Day care workers will be required to be immunized against whooping cough and measles, and to a lesser extent they will be required to get a flu shot, thanks to legislation signed over the weekend by the governor.
It was one of more than a hundred bills signed or vetoed by the governor Oct. 10 and 11. Those signings included high-profile legislation such as the bills to expand health coverage to some of the undocumented in California and to regulate the licensing and operating rules for the sale and distribution of medical marijuana. It also included a number of health-related bills that don’t get as much media attention.
The California Children’s Services program, for instance, will get another year as a carve-out benefit for Medi-Cal kids, until January 2017. The governor signed AB 187 by Assembly member Rob Bonta (D-Oakland), which means 180,000 children in California with serious illnesses will continue to receive the same care during the state’s transition to a different program within Medi-Cal managed care.
“I am signing this bill as an expression of good faith,” said Gov. Brown in his signing message, “with the families, providers, advocates, counties and our Medi-Cal managed care plans who must work together with my Administration to thoughtfully, responsibly and appropriately transform this important health care program.”
The governor also signed SB 546 by Sen. Mark Leno (D-San Francisco), a law that now will require insurers to disclose the factors that lead to any increases in premium rates.
“Regulators and employers cannot contain health care costs if they’re in the dark about what is causing premiums to spike,” Leno said in a written statement. “Sharing this information will increase transparency in the market and encourage insurers to set prices in a fair and reasonable way.”
The vaccination law (SB 792 by Sen. Tony Mendoza, D-Artesia) will require measles and whooping cough (also known as pertussis) immunizations as a condition of employment for all day care workers in California. The law also requires an influenza vaccination, though workers can be excluded from that requirement by filling out an exemption form. Exclusion from the other two vaccines has a much higher bar, requiring a doctor’s note.
“With the deadly outbreaks of measles and influenza this year, we must do everything in our power to protect California’s children who spend time in day care,” Mendoza said in a written statement.
“If this new law can prevent the loss of even one child due to a communicable disease,” he said, “then it will be considered a success. Because one child’s death is one too many, especially when it may be preventable.”
The vaccination law goes into effect Sept. 1, 2016. The health insurance transparency law takes effect in January 2016.

→ Data to examine:
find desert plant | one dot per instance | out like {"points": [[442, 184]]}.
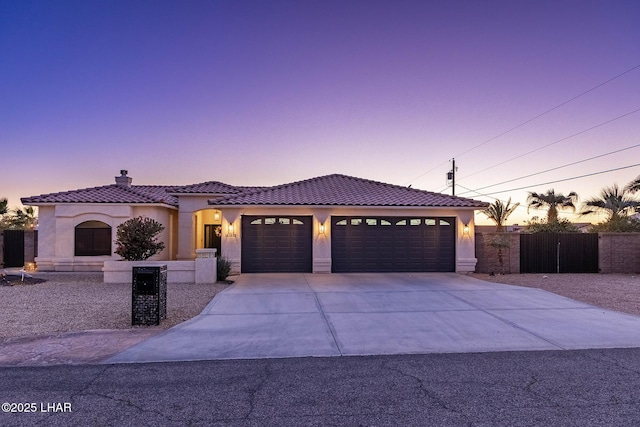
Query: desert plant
{"points": [[562, 225], [615, 202], [224, 268], [137, 239], [498, 212], [553, 202], [633, 186], [499, 241]]}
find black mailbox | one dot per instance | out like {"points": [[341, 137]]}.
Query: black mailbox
{"points": [[149, 295]]}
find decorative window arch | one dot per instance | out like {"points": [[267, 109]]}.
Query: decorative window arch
{"points": [[92, 238]]}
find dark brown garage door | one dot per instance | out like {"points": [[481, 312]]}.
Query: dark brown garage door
{"points": [[388, 244], [276, 244]]}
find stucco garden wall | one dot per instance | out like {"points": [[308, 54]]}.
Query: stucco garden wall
{"points": [[619, 252]]}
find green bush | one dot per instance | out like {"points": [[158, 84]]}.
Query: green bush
{"points": [[136, 239], [224, 268]]}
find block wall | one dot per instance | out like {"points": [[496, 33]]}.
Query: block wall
{"points": [[619, 252]]}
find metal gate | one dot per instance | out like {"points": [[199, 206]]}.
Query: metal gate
{"points": [[559, 253], [13, 255]]}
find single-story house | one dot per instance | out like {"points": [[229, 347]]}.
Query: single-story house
{"points": [[333, 223]]}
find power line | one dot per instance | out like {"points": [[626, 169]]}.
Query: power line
{"points": [[552, 169], [553, 143], [563, 180], [529, 120], [550, 110]]}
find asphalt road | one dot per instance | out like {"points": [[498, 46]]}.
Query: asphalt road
{"points": [[538, 388]]}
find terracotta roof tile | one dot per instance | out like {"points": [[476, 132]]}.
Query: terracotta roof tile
{"points": [[109, 194], [212, 187], [342, 190]]}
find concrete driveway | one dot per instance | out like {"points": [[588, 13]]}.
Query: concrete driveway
{"points": [[296, 315]]}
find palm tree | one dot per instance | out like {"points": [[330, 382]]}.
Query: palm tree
{"points": [[633, 186], [615, 202], [498, 212], [553, 202]]}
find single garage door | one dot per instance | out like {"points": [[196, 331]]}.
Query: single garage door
{"points": [[388, 244], [276, 244]]}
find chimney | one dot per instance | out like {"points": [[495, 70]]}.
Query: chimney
{"points": [[123, 180]]}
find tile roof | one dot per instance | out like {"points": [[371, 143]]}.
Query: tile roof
{"points": [[212, 187], [330, 190], [342, 190], [113, 193]]}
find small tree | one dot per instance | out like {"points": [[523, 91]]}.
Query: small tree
{"points": [[563, 225], [137, 239], [553, 202], [498, 212]]}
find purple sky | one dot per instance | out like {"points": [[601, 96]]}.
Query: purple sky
{"points": [[269, 92]]}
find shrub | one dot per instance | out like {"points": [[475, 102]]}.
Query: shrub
{"points": [[224, 268], [137, 239]]}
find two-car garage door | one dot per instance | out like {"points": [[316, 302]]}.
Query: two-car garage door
{"points": [[392, 244], [358, 244]]}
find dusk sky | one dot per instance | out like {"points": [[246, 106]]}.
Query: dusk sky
{"points": [[270, 92]]}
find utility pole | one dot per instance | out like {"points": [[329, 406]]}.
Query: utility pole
{"points": [[453, 181], [451, 176]]}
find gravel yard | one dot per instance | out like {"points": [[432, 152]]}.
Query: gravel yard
{"points": [[619, 292], [70, 302]]}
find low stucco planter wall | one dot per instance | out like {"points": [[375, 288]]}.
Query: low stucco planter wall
{"points": [[177, 271]]}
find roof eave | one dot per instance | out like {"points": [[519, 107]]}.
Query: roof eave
{"points": [[309, 205]]}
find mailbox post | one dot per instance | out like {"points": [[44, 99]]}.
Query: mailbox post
{"points": [[149, 295]]}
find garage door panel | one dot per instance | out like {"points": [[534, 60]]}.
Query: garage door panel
{"points": [[361, 244], [276, 244]]}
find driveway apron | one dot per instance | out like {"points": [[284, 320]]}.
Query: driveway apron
{"points": [[298, 315]]}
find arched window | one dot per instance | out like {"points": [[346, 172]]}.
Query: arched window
{"points": [[93, 238]]}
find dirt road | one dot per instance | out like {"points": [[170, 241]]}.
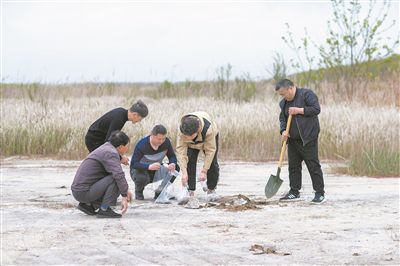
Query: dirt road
{"points": [[358, 224]]}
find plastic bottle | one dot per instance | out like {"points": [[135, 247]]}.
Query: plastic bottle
{"points": [[204, 185]]}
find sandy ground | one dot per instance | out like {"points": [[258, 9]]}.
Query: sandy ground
{"points": [[358, 224]]}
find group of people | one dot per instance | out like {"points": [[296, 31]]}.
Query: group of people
{"points": [[100, 179]]}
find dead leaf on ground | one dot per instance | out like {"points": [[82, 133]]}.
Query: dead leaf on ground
{"points": [[262, 249]]}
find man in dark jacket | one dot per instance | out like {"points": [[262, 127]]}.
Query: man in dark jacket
{"points": [[100, 179], [303, 137], [101, 129], [146, 162]]}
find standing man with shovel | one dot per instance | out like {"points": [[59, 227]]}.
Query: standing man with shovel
{"points": [[302, 139]]}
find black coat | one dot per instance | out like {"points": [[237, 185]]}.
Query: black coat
{"points": [[308, 124]]}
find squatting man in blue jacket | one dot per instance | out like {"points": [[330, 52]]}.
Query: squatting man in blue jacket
{"points": [[100, 179], [146, 163], [303, 137]]}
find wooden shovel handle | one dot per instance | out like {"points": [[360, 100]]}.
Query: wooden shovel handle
{"points": [[284, 143]]}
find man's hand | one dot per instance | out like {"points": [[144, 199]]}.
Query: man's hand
{"points": [[296, 111], [284, 136], [129, 196], [184, 177], [125, 160], [171, 167], [124, 204], [154, 166], [203, 175]]}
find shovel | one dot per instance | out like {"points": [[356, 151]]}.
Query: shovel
{"points": [[274, 181]]}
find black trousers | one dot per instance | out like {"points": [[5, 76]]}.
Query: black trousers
{"points": [[92, 143], [212, 173], [298, 153]]}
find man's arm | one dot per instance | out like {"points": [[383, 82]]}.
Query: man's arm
{"points": [[283, 121], [112, 164], [210, 147], [137, 157]]}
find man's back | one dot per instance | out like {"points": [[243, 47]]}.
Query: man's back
{"points": [[113, 120]]}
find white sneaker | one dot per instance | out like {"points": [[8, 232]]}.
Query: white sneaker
{"points": [[212, 196]]}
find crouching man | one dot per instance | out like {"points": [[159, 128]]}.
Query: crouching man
{"points": [[146, 162], [198, 132], [100, 179]]}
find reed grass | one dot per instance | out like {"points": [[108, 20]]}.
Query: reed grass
{"points": [[367, 137]]}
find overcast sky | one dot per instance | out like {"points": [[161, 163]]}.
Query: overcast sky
{"points": [[143, 41]]}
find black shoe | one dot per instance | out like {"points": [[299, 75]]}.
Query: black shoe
{"points": [[290, 197], [109, 213], [88, 209], [319, 198], [139, 195]]}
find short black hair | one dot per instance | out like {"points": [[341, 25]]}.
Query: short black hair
{"points": [[189, 125], [140, 108], [158, 129], [284, 83], [118, 138]]}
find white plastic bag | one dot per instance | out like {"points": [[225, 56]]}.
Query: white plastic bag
{"points": [[184, 196], [166, 194]]}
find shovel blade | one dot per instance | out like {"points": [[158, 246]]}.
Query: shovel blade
{"points": [[273, 185]]}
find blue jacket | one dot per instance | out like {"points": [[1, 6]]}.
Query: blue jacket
{"points": [[144, 154]]}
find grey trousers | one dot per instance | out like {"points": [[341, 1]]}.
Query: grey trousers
{"points": [[104, 191], [142, 178]]}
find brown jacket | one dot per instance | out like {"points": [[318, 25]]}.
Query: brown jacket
{"points": [[208, 144]]}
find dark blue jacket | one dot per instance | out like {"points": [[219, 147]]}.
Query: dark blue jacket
{"points": [[144, 154], [308, 124]]}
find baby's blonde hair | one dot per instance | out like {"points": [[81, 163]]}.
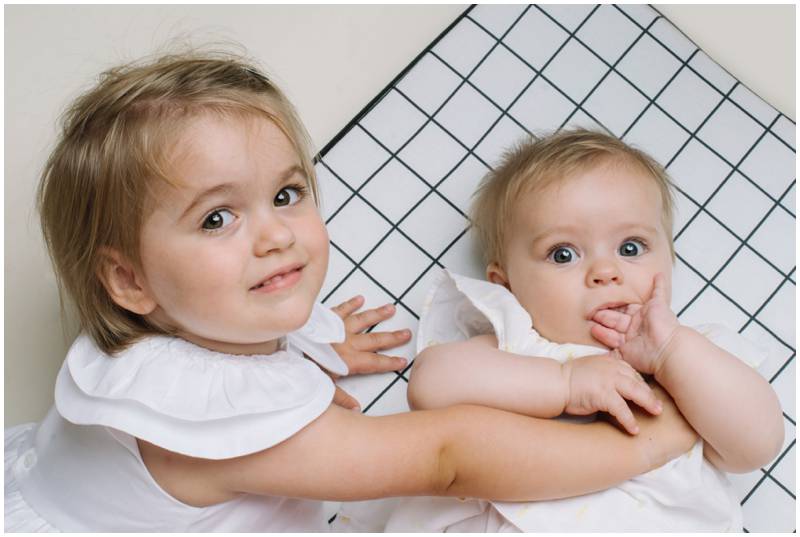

→ Problem set:
1 - Answer these questions using the text on California health legislation:
(a) How many children in California with serious illnesses will keep receiving the same care under AB 187?
(b) Which senator wrote SB 546?
(c) On what date does the vaccination law go into effect?
2 - Reproduce the text on California health legislation word for word, from "It was one of" to "Medi-Cal managed care.".

→ Answers provided:
1 -
(a) 180,000
(b) Sen. Mark Leno (D-San Francisco)
(c) Sept. 1, 2016

2 -
It was one of more than a hundred bills signed or vetoed by the governor Oct. 10 and 11. Those signings included high-profile legislation such as the bills to expand health coverage to some of the undocumented in California and to regulate the licensing and operating rules for the sale and distribution of medical marijuana. It also included a number of health-related bills that don’t get as much media attention.
The California Children’s Services program, for instance, will get another year as a carve-out benefit for Medi-Cal kids, until January 2017. The governor signed AB 187 by Assembly member Rob Bonta (D-Oakland), which means 180,000 children in California with serious illnesses will continue to receive the same care during the state’s transition to a different program within Medi-Cal managed care.